_SET PROBLEM:_
Arrange the lines from the one containing "Task: point out the christmas" through the one containing "[[603, 402]]" as a Markdown table with two columns, Num and Content. Give each line a running number in Num and the line itself in Content, and leave out any blank lines.
------------------------------------------------
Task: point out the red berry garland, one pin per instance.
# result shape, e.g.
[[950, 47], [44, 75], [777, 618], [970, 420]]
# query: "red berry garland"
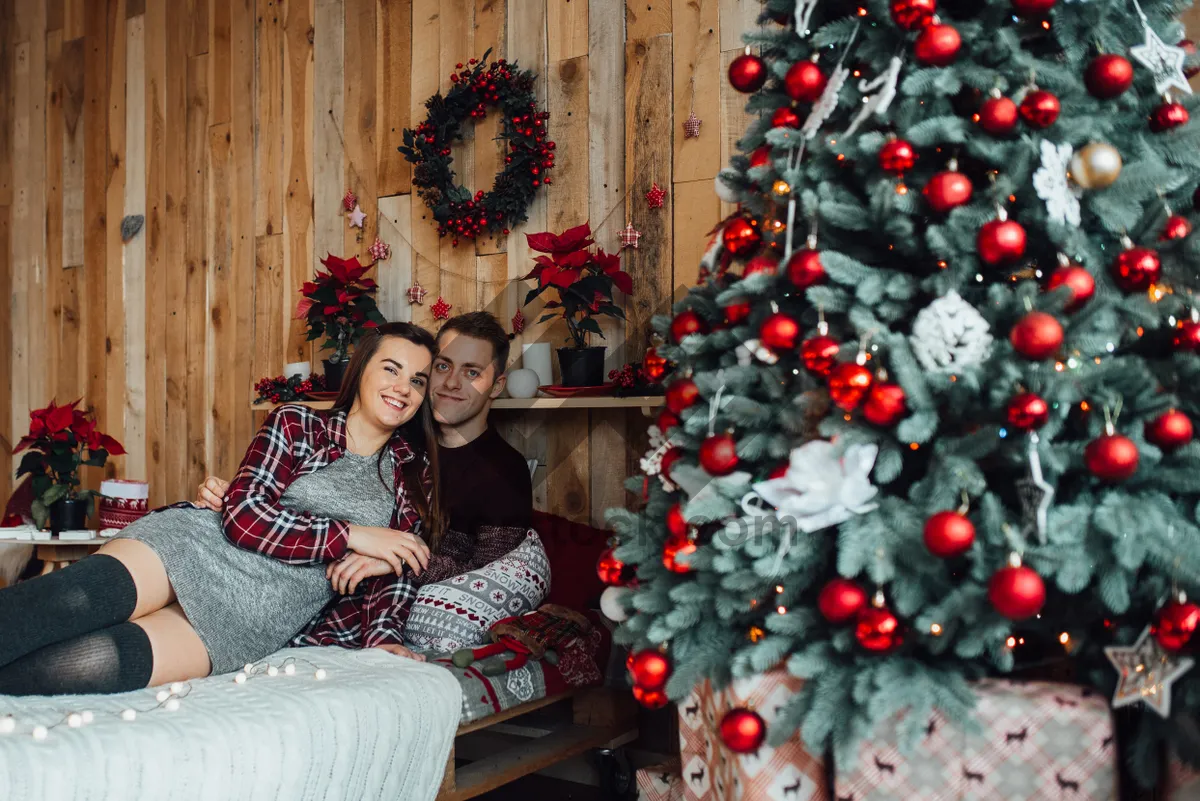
[[477, 89]]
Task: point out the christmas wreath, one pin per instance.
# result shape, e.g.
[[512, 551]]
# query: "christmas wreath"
[[478, 88]]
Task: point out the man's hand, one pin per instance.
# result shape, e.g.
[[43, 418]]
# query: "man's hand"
[[211, 493], [348, 572]]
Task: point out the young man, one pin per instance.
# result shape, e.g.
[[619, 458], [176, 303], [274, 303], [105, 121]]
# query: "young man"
[[486, 487]]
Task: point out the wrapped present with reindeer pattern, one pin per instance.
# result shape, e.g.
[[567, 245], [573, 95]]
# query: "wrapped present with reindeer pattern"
[[1029, 741]]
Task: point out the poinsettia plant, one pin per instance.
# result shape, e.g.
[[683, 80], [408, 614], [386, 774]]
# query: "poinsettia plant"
[[582, 282], [60, 439], [339, 305]]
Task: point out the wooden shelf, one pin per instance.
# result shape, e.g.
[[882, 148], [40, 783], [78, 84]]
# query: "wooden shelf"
[[603, 402]]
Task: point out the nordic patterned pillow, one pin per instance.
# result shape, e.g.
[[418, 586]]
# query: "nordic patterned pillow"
[[459, 612]]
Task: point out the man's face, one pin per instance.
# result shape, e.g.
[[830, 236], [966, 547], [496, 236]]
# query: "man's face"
[[463, 378]]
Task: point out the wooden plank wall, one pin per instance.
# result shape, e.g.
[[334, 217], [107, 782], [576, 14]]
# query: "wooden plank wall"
[[234, 127]]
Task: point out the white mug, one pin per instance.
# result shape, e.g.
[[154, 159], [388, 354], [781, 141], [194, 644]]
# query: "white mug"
[[304, 369]]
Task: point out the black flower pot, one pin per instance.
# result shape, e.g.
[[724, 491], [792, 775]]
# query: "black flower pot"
[[334, 374], [581, 366], [69, 515]]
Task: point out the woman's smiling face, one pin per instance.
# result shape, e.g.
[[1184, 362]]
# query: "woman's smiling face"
[[395, 381]]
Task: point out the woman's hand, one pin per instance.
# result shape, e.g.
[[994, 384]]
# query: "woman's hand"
[[211, 494], [400, 650], [348, 571], [396, 548]]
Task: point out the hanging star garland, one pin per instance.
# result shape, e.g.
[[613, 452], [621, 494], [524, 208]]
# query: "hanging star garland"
[[1145, 673]]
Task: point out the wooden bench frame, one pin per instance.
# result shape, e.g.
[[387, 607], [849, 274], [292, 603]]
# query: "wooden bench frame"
[[600, 718]]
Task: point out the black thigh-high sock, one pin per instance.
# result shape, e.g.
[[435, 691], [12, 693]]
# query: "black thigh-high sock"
[[113, 660], [93, 594]]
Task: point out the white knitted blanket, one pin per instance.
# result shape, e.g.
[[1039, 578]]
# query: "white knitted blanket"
[[377, 727]]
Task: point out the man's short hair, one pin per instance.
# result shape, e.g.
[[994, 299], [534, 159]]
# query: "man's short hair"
[[481, 325]]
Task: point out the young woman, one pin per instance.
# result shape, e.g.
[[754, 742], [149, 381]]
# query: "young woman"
[[187, 591]]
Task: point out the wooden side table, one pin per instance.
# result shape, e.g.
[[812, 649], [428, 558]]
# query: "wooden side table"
[[57, 554]]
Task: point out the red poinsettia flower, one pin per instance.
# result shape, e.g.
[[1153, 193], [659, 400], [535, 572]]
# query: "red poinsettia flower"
[[573, 239]]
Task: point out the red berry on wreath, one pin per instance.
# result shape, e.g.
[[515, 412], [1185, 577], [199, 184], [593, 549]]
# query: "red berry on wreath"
[[719, 455], [840, 600], [743, 730], [948, 534]]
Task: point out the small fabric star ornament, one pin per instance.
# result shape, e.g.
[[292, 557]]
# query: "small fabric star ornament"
[[441, 308], [1145, 673], [379, 251], [655, 197]]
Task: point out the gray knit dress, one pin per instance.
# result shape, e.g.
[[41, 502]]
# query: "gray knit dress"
[[245, 604]]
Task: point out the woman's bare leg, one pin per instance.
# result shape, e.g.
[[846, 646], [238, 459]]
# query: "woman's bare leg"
[[148, 572], [179, 654]]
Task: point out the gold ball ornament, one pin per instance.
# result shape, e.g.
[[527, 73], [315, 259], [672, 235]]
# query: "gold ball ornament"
[[1096, 166]]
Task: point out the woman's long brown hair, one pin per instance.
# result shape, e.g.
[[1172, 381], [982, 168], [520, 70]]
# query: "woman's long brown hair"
[[419, 432]]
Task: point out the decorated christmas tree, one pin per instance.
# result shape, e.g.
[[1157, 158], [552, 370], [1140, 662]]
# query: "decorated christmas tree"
[[933, 399]]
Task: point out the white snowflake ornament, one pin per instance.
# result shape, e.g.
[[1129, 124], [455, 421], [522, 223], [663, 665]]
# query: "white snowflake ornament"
[[1053, 186], [949, 336]]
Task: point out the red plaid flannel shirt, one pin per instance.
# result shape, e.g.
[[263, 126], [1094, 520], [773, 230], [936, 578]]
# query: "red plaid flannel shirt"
[[294, 441]]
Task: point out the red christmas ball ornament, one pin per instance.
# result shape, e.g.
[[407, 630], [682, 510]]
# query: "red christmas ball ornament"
[[762, 263], [948, 534], [1080, 282], [1001, 242], [804, 269], [886, 404], [849, 384], [1175, 624], [779, 331], [672, 549], [651, 669], [947, 190], [741, 238], [1039, 109], [612, 571], [719, 455], [820, 354], [736, 311], [804, 82], [681, 395], [1031, 7], [997, 116], [1137, 269], [937, 46], [748, 73], [840, 601], [1111, 457], [897, 156], [1167, 116], [1108, 76], [1177, 227], [687, 323], [1187, 337], [1169, 431], [877, 630], [785, 116], [677, 525], [651, 698], [1017, 591], [1027, 411], [743, 730], [1037, 336], [911, 14]]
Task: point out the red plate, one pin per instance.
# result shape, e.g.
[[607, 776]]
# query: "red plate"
[[557, 391]]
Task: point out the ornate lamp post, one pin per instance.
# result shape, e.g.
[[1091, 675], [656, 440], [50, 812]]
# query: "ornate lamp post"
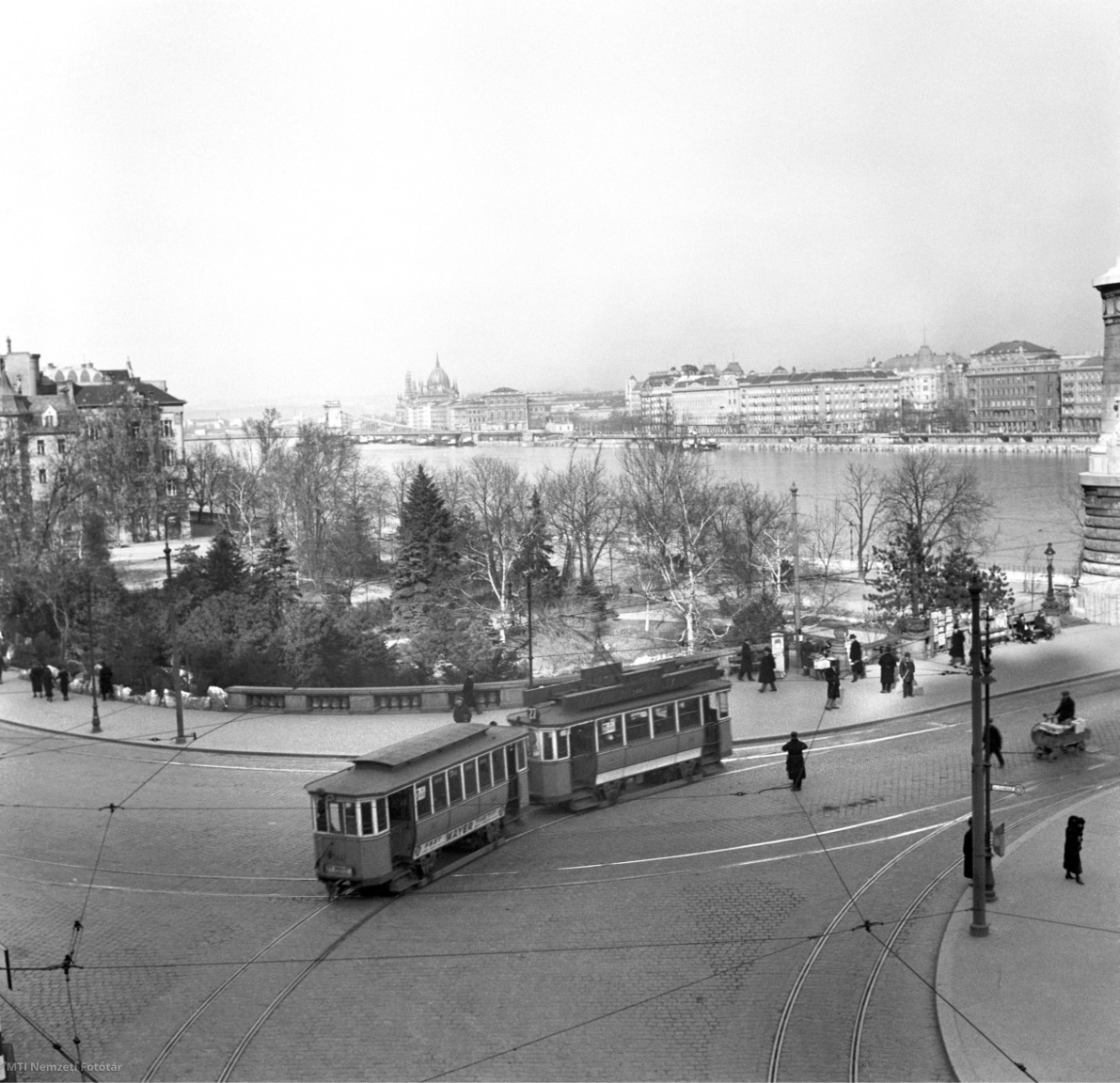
[[181, 737], [1049, 604]]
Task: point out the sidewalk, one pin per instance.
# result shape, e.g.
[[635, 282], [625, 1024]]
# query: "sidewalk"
[[798, 703], [1043, 985]]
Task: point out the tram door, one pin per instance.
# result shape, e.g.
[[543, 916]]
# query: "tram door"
[[581, 743], [710, 730], [402, 825]]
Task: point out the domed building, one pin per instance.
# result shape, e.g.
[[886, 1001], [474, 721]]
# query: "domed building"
[[428, 405]]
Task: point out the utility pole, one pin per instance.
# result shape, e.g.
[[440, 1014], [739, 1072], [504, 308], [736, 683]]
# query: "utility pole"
[[181, 737], [797, 578], [93, 675], [979, 926]]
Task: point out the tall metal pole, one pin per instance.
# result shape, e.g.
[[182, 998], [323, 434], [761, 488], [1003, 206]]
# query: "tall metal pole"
[[181, 737], [93, 677], [797, 577], [528, 604], [979, 926]]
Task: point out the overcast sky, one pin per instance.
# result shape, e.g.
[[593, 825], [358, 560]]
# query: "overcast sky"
[[318, 197]]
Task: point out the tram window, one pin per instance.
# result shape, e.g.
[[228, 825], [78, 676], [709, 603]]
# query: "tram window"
[[498, 759], [664, 720], [638, 726], [687, 714], [455, 784], [610, 731], [439, 791]]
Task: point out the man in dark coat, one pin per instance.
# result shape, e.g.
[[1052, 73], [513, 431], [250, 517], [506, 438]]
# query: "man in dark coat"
[[907, 670], [995, 743], [887, 662], [105, 681], [766, 671], [746, 662], [796, 761], [1071, 855], [48, 683], [468, 692], [36, 674], [956, 648]]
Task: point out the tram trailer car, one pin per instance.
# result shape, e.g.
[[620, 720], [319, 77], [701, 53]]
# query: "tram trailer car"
[[392, 815], [592, 738]]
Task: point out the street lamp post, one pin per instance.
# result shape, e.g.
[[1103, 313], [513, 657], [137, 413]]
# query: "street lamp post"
[[93, 675], [1049, 604], [181, 737]]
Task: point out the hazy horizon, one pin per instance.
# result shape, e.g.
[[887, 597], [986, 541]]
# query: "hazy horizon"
[[242, 196]]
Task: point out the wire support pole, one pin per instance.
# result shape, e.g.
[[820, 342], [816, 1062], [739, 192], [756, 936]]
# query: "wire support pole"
[[979, 926]]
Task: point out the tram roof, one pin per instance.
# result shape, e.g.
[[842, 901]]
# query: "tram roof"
[[393, 766]]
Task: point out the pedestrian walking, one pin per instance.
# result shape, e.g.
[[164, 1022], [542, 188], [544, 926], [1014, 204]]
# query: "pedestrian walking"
[[36, 674], [796, 761], [956, 648], [832, 692], [746, 662], [1071, 855], [907, 672], [105, 681], [995, 743], [468, 694], [856, 657], [887, 662], [766, 674], [1066, 709], [48, 683]]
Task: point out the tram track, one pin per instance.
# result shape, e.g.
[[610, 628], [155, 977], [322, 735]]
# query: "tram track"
[[180, 1059], [816, 1054]]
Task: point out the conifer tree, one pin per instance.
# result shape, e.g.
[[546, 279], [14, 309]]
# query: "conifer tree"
[[426, 557]]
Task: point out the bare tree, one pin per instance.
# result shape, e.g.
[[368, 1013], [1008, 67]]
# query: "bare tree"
[[584, 510], [861, 509], [672, 507], [497, 514]]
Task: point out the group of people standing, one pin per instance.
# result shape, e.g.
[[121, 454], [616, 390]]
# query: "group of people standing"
[[46, 678]]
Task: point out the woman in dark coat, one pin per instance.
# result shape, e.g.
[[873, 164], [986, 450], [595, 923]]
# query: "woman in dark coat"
[[766, 671], [1071, 856], [832, 695], [796, 761], [887, 662]]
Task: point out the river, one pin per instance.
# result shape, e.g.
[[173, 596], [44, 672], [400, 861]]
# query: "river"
[[1031, 494]]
------------------------------------------------
_WORKED SOLUTION:_
| Num | Content |
|---|---|
| 1 | Task: point out the christmas wreath, one pin per instance. |
| 2 | # result shape, e.g. |
| 3 | [[512, 551]] |
| 4 | # query: "christmas wreath" |
| 5 | [[478, 88]] |
| 6 | Task: point out the man's hand, one pin per instance. |
| 7 | # result shape, e.g. |
| 8 | [[43, 418]] |
| 9 | # query: "man's hand" |
| 10 | [[211, 493], [348, 572]] |
| 11 | Task: point out the young man, one pin per instance. |
| 12 | # result shape, e.g. |
| 13 | [[619, 458], [176, 303], [274, 303], [105, 121]] |
| 14 | # query: "young man" |
| 15 | [[486, 487]] |
| 16 | Task: point out the wrapped present with reindeer pattern, one pin per instance. |
| 17 | # result shape, e.g. |
| 18 | [[567, 245], [573, 95]] |
| 19 | # query: "wrapped present with reindeer pattern" |
| 20 | [[1029, 741]] |
| 21 | Task: point out the poinsettia plant, one pin per instance. |
| 22 | # result shape, e.g. |
| 23 | [[683, 80], [408, 614], [386, 774]] |
| 24 | # query: "poinsettia plant" |
| 25 | [[582, 282], [60, 439], [339, 305]] |
| 26 | Task: point out the wooden shelf, one pin per instance. |
| 27 | # result shape, e.g. |
| 28 | [[882, 148], [40, 783], [78, 84]] |
| 29 | # query: "wooden shelf" |
| 30 | [[603, 402]] |